- _What is required_
Whatever appears in the records apart from pictures must be reproduced exactly.

- _Provided records_
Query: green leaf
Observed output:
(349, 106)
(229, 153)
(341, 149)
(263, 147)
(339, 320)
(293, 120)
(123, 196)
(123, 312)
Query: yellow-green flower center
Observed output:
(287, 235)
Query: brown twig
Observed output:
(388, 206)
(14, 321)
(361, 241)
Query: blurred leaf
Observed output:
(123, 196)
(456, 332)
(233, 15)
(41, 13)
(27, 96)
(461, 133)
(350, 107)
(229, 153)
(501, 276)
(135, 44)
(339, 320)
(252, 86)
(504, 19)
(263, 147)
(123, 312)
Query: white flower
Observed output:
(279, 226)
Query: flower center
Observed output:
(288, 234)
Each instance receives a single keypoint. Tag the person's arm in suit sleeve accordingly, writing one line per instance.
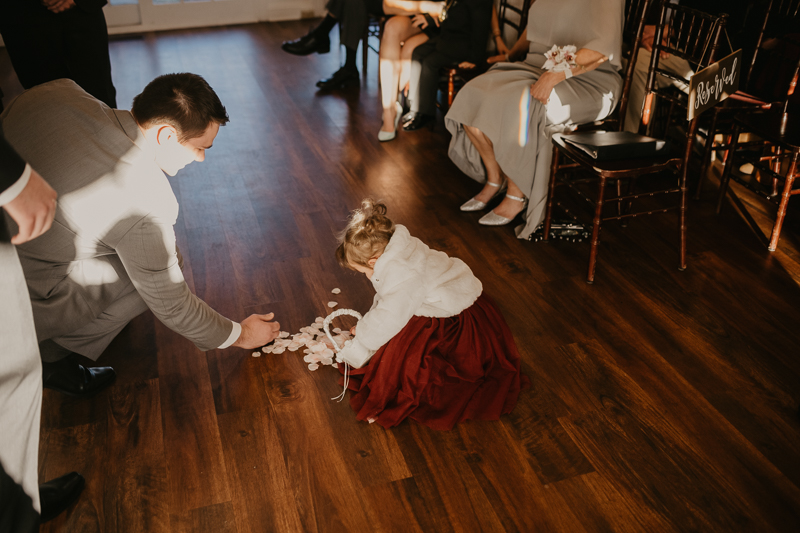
(149, 254)
(25, 196)
(14, 172)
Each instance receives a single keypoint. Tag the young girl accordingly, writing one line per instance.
(439, 351)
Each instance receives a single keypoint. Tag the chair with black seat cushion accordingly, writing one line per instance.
(374, 28)
(768, 65)
(686, 33)
(512, 17)
(775, 162)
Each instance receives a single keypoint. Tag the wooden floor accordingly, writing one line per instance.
(662, 401)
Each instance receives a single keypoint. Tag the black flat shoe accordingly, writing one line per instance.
(343, 77)
(418, 121)
(308, 44)
(68, 377)
(58, 494)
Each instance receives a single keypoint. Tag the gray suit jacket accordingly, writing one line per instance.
(115, 217)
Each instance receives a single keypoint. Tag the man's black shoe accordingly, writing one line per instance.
(70, 378)
(341, 78)
(418, 121)
(58, 494)
(308, 44)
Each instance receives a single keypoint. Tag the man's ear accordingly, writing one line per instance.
(165, 134)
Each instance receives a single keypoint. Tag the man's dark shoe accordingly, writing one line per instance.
(308, 44)
(418, 121)
(58, 494)
(340, 79)
(68, 377)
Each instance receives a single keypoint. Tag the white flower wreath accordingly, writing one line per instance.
(560, 59)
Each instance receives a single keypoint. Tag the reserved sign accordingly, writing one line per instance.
(714, 84)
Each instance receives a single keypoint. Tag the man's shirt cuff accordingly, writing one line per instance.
(233, 337)
(10, 194)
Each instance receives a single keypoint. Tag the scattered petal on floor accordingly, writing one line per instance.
(317, 348)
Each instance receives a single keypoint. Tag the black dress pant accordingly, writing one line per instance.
(426, 66)
(45, 46)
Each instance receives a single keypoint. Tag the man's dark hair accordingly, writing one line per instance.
(185, 101)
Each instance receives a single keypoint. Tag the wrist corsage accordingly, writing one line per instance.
(560, 59)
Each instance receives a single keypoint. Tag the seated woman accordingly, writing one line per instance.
(502, 121)
(401, 35)
(462, 39)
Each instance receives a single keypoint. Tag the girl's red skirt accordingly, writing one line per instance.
(441, 371)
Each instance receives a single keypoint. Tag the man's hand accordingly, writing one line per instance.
(58, 6)
(419, 21)
(33, 209)
(257, 330)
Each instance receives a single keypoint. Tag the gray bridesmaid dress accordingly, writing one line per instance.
(499, 104)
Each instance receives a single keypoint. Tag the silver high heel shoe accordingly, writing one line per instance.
(493, 219)
(476, 205)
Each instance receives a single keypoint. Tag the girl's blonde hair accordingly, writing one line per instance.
(366, 235)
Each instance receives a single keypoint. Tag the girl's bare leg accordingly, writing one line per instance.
(396, 31)
(494, 174)
(405, 57)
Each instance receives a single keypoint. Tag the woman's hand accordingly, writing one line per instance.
(544, 85)
(501, 46)
(419, 21)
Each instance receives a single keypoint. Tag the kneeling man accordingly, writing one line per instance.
(111, 253)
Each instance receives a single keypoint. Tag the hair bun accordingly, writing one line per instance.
(370, 208)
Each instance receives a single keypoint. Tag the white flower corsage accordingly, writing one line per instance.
(560, 59)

- _Answer space_
Query: green leaf
Observed output:
(349, 106)
(229, 153)
(341, 149)
(263, 147)
(339, 320)
(293, 120)
(123, 196)
(123, 312)
Query: yellow-green flower center
Observed output:
(287, 235)
Query: brown twig
Observed output:
(388, 206)
(14, 321)
(361, 241)
Query: blurred leaf
Observed output:
(123, 196)
(456, 332)
(233, 15)
(41, 13)
(27, 96)
(461, 133)
(350, 107)
(229, 153)
(501, 276)
(135, 44)
(339, 320)
(252, 86)
(504, 19)
(263, 147)
(123, 312)
Query: white flower
Observed output:
(279, 226)
Query: flower center
Observed output:
(288, 234)
Each instance receives a single keypoint. Tag the person's arm in suit sleeve accordingly, writing one line per instance.
(149, 254)
(25, 196)
(14, 172)
Each instance receives a single keypoint. Tag the young girl accordingly, writing one line per instance.
(439, 351)
Each instance receives a single keypoint. Tag the chair with black seat cushion accordingly, writing one line per instance.
(374, 28)
(768, 65)
(686, 33)
(512, 17)
(775, 162)
Each instance receives a single keypoint. Tag the wooden floor accordingly, writing one line per instance.
(662, 401)
Each instance receives a single keypoint. Tag the black flat shoe accordingly, writing one line per instance.
(343, 77)
(418, 121)
(308, 44)
(68, 377)
(58, 494)
Each instance receives a single keypoint. Tag the gray suit jacket accordingly, writing one line per instance.
(115, 217)
Each instance receives a single keypoint. Tag the man's black shoe accordingly, writing one line per instance.
(70, 378)
(341, 78)
(418, 121)
(58, 494)
(308, 44)
Each instance receives a single keypoint. Tag the man's ear accordingly, writing one line per instance.
(165, 134)
Each instance receives a single keypoint. Tag the man's dark shoe accordingly, writing one line per instance.
(308, 44)
(418, 121)
(58, 494)
(340, 79)
(68, 377)
Each instance receives a single keypoint. Tag the white flower wreath accordingly, writing one line per instance.
(560, 59)
Each instance receives a single keypoint. Tag the reserved sign accordingly, writing one line per instance.
(714, 84)
Each instance receives a single keypoint. Tag the man's shirt cuff accordingly, writing one line per instance.
(233, 337)
(10, 194)
Each instance receives a single keypoint. Tag the scattered petal on floor accordingly, writing one line per instance.
(317, 348)
Each instance receives a single keypoint. Tag the black dress pant accordingly, writing one line per instance.
(426, 66)
(45, 46)
Each instance receives a single keypoint. Tag the man's dark hair accordingly, writing one line per instance.
(185, 101)
Each instance receives a single keypoint. Tag the wrist corsage accordingly, writing one line per instance.
(560, 59)
Each instance receives a single keypoint. Tag the seated woman accordingly, writing one line per instance.
(502, 121)
(401, 35)
(462, 39)
Each instance receives a single keypoint. Tag the girl's red skirt accordingly, writing one line per instance.
(441, 371)
Each instance receives a single keypoint. Tag the man's hand accordingly, writing one line per instance.
(58, 6)
(419, 21)
(33, 209)
(257, 330)
Each instance receives a single keypoint. Tag the gray bridesmaid dress accordingly, writing one line per instance.
(499, 104)
Each instance receives a single keypoint. Tag the silver high heel shoe accordingly, writing one line per instance.
(493, 219)
(476, 205)
Each instance receives a single keypoint. Tag the girl's blonde hair accordingly, writing one line per instance.
(366, 235)
Each instance receives a single keypoint. Tag the girl's bare leg accordingly, writing one line per instance.
(396, 31)
(494, 174)
(405, 57)
Each instance receives a single keypoint. Tag the woman's hand accordingly, writing one line per instance.
(544, 85)
(501, 46)
(419, 21)
Each instance receives a single keypoint. Tag the kneeling man accordingly, writing one line per instance.
(111, 253)
Each instance receives a single keypoint. Tag the hair bun accordingly, writing one line per instance.
(370, 208)
Each instance receives a single keypoint. Tag the white flower corsage accordingly, writing one line per instance.
(560, 59)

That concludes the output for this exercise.